VOTRE OBJECTIF
Recopiez intégralement le récit sur l'opération de Fille C, sans y changer quoi que ce soit.

TEXTE
De retour dans l’unité de Néonatologie, j’ai recontrôlé si Fille C était toujours en bon état pour supporter une chirurgie. J’ai vu la mère appelé le père et lui communiquer ma conquête concernant les fils en lui demandant de revenir à l’hôpital au plus vite pour saluer son bébé avant l’opération. À 18h, Fille C a décidé de faire la coquine et de nous faire désespérer, elle a commencé à respirer moins bien et à avoir besoin de l’oxygène, inutile de dire que les chirurgiens n’ont pas accepté de la prendre dans ces conditions. Nous avons donc attendu jusqu’au lendemain que l’enfant soit en pleine forme pour être opérée (36h après le diagnostic). L’opération a bien réussi et Fille C a eu l’air de l’avoir bien tolérée, je me suis chargée de son post-opératoire et j’ai suivi cette enfant comme si c’était la mienne, les parents m’ont fait pleinement confiance et moi je me sentais responsable de chaque changement clinique du bébé. J’ai pu expliquer au médecin de garde de la salle toute l’histoire du bébé et lui expliquer à quoi faire attention, la première nuit post-opératoire, Fille C s’est bien reposée et n’a pas posé de soucis.

INFORMATIONS AFFICHÉES

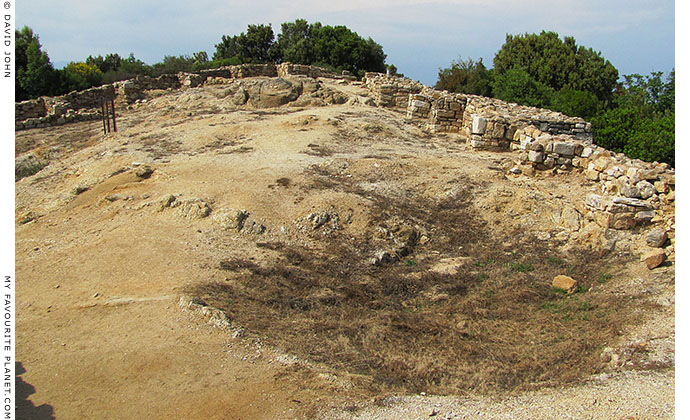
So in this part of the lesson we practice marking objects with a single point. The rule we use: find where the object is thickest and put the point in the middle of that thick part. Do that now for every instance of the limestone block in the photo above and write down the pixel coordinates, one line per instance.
(654, 258)
(587, 152)
(623, 221)
(592, 175)
(645, 216)
(646, 189)
(478, 125)
(420, 104)
(564, 149)
(656, 238)
(595, 202)
(600, 164)
(498, 131)
(535, 156)
(661, 187)
(615, 171)
(442, 113)
(564, 282)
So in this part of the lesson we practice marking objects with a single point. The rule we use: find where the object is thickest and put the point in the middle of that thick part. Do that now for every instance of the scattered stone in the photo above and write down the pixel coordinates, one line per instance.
(656, 238)
(564, 282)
(382, 258)
(194, 208)
(169, 201)
(644, 217)
(449, 266)
(654, 258)
(646, 189)
(144, 172)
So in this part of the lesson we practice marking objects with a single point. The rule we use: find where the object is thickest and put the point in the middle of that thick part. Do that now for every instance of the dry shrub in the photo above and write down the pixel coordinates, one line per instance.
(494, 326)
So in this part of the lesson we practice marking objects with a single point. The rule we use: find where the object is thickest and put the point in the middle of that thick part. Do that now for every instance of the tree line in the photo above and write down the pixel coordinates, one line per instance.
(333, 47)
(635, 116)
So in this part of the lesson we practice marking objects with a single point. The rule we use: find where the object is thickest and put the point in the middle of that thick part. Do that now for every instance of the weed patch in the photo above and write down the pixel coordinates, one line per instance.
(403, 327)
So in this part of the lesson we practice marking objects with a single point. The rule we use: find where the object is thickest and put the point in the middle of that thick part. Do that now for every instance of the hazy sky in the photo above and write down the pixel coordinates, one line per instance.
(418, 36)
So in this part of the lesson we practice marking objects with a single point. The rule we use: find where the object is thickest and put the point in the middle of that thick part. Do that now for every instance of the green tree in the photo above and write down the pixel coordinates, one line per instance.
(466, 77)
(254, 46)
(35, 73)
(575, 103)
(111, 62)
(558, 64)
(80, 76)
(336, 48)
(173, 64)
(295, 42)
(642, 122)
(516, 85)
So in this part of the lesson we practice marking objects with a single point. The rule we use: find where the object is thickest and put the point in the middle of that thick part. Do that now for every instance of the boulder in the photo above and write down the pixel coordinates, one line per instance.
(656, 238)
(478, 125)
(654, 258)
(564, 282)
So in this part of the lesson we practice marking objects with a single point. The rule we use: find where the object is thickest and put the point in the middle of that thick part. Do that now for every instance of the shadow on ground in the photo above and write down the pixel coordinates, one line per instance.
(26, 409)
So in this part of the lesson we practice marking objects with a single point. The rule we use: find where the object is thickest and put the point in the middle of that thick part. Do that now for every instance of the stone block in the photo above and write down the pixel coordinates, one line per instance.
(623, 221)
(632, 202)
(646, 189)
(592, 175)
(478, 125)
(595, 202)
(564, 149)
(653, 259)
(587, 152)
(536, 157)
(420, 104)
(656, 238)
(644, 217)
(564, 282)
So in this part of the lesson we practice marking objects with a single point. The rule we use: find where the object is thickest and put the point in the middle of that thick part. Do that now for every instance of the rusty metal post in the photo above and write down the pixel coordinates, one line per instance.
(112, 102)
(103, 115)
(107, 115)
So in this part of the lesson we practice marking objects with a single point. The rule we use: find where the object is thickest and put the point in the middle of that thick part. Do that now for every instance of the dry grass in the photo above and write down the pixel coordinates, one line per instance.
(494, 326)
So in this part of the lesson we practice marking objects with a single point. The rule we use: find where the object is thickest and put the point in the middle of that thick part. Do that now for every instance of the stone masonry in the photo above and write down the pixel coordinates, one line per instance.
(86, 104)
(629, 192)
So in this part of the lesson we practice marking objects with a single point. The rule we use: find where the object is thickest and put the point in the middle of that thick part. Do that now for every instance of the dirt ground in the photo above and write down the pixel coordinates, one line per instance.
(355, 257)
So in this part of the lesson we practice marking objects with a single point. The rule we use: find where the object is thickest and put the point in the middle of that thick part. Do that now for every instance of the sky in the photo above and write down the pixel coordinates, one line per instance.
(418, 36)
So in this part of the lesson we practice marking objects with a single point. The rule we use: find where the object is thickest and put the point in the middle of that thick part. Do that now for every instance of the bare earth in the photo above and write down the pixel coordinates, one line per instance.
(104, 256)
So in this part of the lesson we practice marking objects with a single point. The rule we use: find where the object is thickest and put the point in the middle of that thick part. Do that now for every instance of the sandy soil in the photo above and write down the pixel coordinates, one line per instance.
(100, 332)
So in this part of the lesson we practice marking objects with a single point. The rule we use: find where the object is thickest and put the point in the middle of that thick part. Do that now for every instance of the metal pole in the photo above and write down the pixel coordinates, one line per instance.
(103, 114)
(107, 115)
(114, 124)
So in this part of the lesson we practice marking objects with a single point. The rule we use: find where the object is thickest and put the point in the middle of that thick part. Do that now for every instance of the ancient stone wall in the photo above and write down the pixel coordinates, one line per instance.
(74, 106)
(289, 69)
(631, 192)
(390, 91)
(33, 108)
(86, 105)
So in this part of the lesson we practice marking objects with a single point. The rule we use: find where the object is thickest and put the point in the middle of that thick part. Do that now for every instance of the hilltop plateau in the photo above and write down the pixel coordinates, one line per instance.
(278, 248)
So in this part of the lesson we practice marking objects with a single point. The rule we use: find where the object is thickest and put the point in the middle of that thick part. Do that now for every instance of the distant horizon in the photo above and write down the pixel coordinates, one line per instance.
(419, 37)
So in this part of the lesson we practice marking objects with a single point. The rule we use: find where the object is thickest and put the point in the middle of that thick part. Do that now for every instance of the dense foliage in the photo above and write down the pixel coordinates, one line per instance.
(636, 117)
(642, 122)
(466, 76)
(558, 64)
(333, 47)
(336, 48)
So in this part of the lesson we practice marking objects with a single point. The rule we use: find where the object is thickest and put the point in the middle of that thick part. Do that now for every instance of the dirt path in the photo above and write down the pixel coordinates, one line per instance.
(100, 331)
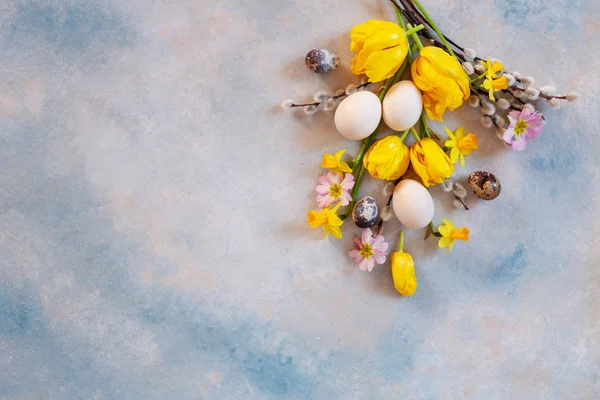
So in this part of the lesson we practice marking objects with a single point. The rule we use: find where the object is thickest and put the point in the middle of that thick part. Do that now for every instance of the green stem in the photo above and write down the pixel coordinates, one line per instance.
(435, 28)
(401, 22)
(404, 135)
(415, 29)
(479, 77)
(359, 157)
(368, 142)
(416, 39)
(415, 134)
(401, 242)
(425, 125)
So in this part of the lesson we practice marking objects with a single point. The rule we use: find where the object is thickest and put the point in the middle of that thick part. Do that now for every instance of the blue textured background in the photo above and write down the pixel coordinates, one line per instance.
(153, 201)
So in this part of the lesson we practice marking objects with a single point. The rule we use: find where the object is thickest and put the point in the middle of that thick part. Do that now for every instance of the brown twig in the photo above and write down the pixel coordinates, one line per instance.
(339, 96)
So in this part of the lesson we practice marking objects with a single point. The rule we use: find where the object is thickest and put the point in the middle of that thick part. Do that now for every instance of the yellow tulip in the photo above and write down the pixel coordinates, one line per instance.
(328, 219)
(444, 83)
(387, 159)
(381, 48)
(430, 162)
(403, 273)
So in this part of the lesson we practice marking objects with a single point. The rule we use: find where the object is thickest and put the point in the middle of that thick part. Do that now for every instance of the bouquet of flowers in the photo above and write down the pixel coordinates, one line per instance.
(443, 76)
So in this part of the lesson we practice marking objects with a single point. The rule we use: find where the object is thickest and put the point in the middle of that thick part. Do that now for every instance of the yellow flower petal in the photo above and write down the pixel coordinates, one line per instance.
(430, 162)
(442, 80)
(380, 47)
(387, 159)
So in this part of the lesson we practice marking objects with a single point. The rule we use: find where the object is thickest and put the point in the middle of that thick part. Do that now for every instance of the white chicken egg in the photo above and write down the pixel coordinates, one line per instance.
(358, 115)
(402, 106)
(413, 205)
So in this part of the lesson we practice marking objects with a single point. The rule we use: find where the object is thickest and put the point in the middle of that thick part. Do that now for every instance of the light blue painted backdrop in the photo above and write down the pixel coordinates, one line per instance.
(152, 213)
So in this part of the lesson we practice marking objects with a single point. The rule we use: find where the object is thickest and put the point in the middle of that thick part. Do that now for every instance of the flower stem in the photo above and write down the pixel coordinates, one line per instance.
(415, 134)
(359, 166)
(414, 29)
(404, 135)
(425, 125)
(401, 242)
(417, 40)
(435, 28)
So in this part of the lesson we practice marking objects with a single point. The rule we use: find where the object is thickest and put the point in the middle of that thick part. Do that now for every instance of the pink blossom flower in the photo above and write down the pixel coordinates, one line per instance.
(524, 125)
(368, 250)
(332, 188)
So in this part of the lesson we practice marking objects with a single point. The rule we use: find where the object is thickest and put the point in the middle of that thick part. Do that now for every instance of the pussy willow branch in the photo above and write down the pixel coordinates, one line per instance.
(339, 96)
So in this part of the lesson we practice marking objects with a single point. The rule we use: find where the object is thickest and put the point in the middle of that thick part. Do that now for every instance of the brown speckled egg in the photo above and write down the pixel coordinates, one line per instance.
(365, 212)
(485, 185)
(322, 60)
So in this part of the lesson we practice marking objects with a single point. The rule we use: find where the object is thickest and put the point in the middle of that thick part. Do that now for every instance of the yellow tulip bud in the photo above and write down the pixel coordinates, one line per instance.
(387, 159)
(441, 78)
(403, 273)
(381, 48)
(430, 162)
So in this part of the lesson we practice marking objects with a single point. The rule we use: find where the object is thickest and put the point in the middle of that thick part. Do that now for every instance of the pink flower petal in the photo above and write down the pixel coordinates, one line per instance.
(324, 180)
(519, 143)
(508, 136)
(324, 201)
(346, 198)
(370, 263)
(354, 254)
(366, 236)
(333, 177)
(348, 182)
(322, 189)
(514, 116)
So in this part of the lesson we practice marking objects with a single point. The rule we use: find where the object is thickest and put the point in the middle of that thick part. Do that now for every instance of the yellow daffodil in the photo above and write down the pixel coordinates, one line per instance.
(492, 82)
(328, 219)
(430, 162)
(403, 273)
(334, 163)
(461, 145)
(493, 85)
(387, 159)
(381, 48)
(441, 78)
(450, 234)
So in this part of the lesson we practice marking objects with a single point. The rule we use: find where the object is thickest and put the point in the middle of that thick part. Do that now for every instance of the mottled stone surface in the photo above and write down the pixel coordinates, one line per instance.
(153, 200)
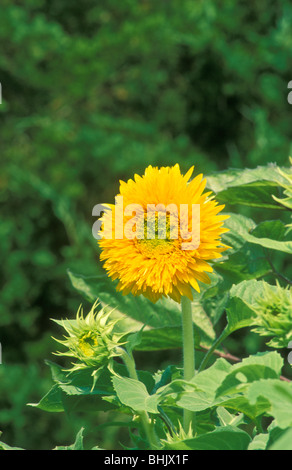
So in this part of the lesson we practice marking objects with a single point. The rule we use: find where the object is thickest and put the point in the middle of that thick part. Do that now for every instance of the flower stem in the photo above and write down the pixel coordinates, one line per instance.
(145, 420)
(188, 351)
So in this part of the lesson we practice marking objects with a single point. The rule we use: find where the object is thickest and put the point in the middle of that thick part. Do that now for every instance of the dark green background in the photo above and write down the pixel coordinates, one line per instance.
(94, 91)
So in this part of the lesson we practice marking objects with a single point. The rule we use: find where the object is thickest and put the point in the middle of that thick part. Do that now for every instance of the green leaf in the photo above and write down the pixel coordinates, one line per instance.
(249, 187)
(239, 311)
(134, 394)
(228, 419)
(161, 322)
(279, 395)
(222, 438)
(4, 446)
(284, 442)
(78, 444)
(51, 402)
(259, 442)
(228, 385)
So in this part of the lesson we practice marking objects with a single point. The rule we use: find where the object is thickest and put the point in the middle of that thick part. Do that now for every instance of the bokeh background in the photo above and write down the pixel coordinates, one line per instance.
(93, 92)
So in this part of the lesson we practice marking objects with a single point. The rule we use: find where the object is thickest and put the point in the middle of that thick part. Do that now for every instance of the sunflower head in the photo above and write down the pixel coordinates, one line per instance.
(274, 315)
(165, 249)
(90, 340)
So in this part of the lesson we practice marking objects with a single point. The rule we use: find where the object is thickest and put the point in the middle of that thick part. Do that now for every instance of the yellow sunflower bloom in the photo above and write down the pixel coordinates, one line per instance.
(157, 260)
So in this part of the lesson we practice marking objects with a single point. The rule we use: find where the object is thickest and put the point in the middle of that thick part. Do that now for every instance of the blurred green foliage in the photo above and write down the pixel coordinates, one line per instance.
(92, 93)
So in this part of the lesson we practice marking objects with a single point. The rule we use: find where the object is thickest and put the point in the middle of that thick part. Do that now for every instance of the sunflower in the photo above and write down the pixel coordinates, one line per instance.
(158, 260)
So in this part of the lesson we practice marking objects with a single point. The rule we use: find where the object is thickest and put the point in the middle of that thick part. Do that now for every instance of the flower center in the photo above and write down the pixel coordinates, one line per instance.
(157, 236)
(87, 343)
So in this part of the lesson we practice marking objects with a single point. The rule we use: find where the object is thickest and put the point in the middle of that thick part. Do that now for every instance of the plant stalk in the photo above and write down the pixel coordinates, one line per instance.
(145, 420)
(188, 352)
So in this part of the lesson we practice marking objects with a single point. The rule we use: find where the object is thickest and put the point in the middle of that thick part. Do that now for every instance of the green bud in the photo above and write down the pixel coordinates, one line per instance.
(274, 315)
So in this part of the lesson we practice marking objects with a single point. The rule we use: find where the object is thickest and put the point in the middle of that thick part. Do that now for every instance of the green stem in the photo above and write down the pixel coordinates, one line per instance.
(145, 420)
(215, 345)
(188, 351)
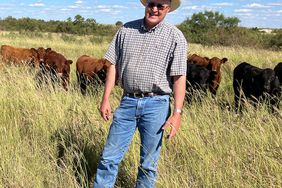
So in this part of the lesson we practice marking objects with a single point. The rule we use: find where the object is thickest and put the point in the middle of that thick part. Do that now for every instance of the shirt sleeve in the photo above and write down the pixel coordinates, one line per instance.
(179, 56)
(113, 51)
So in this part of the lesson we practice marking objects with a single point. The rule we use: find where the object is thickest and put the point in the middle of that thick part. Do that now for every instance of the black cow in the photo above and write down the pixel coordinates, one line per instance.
(278, 72)
(198, 80)
(256, 84)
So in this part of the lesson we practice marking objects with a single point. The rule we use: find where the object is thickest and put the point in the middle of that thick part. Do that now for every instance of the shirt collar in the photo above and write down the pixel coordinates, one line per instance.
(159, 25)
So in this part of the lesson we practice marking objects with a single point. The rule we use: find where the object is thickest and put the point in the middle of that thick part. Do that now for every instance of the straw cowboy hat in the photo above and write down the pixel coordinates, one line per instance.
(174, 4)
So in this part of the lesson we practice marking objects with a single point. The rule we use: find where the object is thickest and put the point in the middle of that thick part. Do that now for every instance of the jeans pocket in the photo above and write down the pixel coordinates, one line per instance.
(162, 98)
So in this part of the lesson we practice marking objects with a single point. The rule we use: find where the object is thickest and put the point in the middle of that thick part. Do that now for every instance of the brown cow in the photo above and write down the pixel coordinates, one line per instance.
(55, 67)
(90, 70)
(212, 64)
(19, 56)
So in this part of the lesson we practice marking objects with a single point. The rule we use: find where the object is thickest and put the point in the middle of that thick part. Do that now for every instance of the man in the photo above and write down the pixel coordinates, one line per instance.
(148, 57)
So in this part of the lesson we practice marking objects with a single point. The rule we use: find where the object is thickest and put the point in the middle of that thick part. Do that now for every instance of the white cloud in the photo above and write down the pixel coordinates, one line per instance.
(242, 10)
(119, 6)
(37, 4)
(275, 4)
(191, 8)
(256, 5)
(224, 4)
(73, 6)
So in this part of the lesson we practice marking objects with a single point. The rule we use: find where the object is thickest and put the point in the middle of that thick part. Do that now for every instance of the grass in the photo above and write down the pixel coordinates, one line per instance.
(53, 138)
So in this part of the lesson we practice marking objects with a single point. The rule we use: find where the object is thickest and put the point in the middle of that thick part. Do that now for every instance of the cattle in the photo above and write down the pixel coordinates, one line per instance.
(278, 72)
(20, 56)
(213, 64)
(198, 80)
(255, 84)
(90, 70)
(56, 68)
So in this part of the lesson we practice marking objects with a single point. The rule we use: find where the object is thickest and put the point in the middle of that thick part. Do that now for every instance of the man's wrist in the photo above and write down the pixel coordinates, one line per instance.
(177, 110)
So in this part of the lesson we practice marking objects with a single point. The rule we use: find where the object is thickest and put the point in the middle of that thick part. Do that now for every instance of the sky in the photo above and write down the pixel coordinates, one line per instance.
(252, 13)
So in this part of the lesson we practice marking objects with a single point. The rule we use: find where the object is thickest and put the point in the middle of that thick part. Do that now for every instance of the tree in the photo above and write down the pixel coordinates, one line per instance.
(207, 27)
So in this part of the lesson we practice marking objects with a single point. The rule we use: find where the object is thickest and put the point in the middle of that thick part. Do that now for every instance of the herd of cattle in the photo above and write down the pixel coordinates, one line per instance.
(203, 74)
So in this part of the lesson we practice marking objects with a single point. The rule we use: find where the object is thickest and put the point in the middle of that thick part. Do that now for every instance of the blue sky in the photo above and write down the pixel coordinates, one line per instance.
(252, 13)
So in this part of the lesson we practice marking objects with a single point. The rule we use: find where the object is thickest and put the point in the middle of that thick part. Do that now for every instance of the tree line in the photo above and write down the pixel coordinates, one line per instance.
(206, 28)
(78, 25)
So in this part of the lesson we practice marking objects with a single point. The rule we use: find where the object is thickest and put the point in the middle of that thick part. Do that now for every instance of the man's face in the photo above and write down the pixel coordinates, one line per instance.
(156, 11)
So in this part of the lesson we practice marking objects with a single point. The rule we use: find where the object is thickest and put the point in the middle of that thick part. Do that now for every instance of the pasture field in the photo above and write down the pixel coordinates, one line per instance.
(53, 138)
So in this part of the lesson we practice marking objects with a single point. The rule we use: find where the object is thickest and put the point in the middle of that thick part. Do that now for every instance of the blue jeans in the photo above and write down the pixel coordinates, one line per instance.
(148, 114)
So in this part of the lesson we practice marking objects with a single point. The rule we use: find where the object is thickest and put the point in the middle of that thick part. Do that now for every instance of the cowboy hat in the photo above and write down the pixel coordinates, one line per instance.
(174, 4)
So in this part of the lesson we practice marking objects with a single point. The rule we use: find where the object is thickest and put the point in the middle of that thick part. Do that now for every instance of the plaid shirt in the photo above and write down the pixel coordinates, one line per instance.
(147, 60)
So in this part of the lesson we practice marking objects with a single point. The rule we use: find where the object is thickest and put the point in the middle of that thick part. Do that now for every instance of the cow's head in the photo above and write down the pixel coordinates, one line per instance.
(101, 69)
(215, 63)
(41, 53)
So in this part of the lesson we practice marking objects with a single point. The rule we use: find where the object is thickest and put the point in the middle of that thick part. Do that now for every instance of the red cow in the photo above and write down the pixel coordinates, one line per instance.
(90, 70)
(19, 56)
(212, 64)
(55, 67)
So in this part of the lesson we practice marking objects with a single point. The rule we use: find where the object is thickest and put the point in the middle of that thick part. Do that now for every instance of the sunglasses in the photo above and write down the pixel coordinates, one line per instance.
(159, 6)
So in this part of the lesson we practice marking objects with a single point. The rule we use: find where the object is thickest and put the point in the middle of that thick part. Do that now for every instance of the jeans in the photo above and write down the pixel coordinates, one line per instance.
(148, 114)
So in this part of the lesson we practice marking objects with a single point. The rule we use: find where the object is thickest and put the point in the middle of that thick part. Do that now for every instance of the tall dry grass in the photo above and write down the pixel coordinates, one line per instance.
(53, 138)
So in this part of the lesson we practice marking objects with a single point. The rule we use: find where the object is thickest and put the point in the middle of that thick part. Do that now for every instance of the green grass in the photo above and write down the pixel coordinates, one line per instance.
(53, 138)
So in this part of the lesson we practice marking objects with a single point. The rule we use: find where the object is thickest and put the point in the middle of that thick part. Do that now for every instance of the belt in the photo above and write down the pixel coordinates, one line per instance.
(141, 95)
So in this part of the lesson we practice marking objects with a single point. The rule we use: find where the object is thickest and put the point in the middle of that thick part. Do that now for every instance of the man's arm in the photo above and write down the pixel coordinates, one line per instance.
(105, 107)
(179, 89)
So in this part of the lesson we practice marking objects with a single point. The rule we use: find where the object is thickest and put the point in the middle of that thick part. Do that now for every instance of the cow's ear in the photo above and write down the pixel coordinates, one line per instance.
(48, 50)
(33, 50)
(224, 60)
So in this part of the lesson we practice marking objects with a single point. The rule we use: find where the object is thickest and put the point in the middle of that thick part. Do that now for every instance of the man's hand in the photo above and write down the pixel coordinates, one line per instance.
(174, 123)
(105, 110)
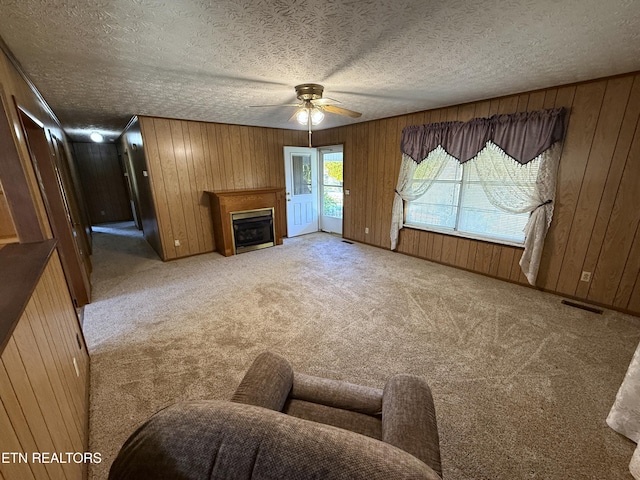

RÉPONSE
De retour dans l’unité de Néonatologie, j’ai recontrôlé si Fille C était toujours en bon état pour supporter une chirurgie. J’ai vu la mère appelé le père et lui communiquer ma conquête concernant les fils en lui demandant de revenir à l’hôpital au plus vite pour saluer son bébé avant l’opération. À 18h, Fille C a décidé de faire la coquine et de nous faire désespérer, elle a commencé à respirer moins bien et à avoir besoin de l’oxygène, inutile de dire que les chirurgiens n’ont pas accepté de la prendre dans ces conditions. Nous avons donc attendu jusqu’au lendemain que l’enfant soit en pleine forme pour être opérée (36h après le diagnostic). L’opération a bien réussi et Fille C a eu l’air de l’avoir bien tolérée, je me suis chargée de son post-opératoire et j’ai suivi cette enfant comme si c’était la mienne, les parents m’ont fait pleinement confiance et moi je me sentais responsable de chaque changement clinique du bébé. J’ai pu expliquer au médecin de garde de la salle toute l’histoire du bébé et lui expliquer à quoi faire attention, la première nuit post-opératoire, Fille C s’est bien reposée et n’a pas posé de soucis.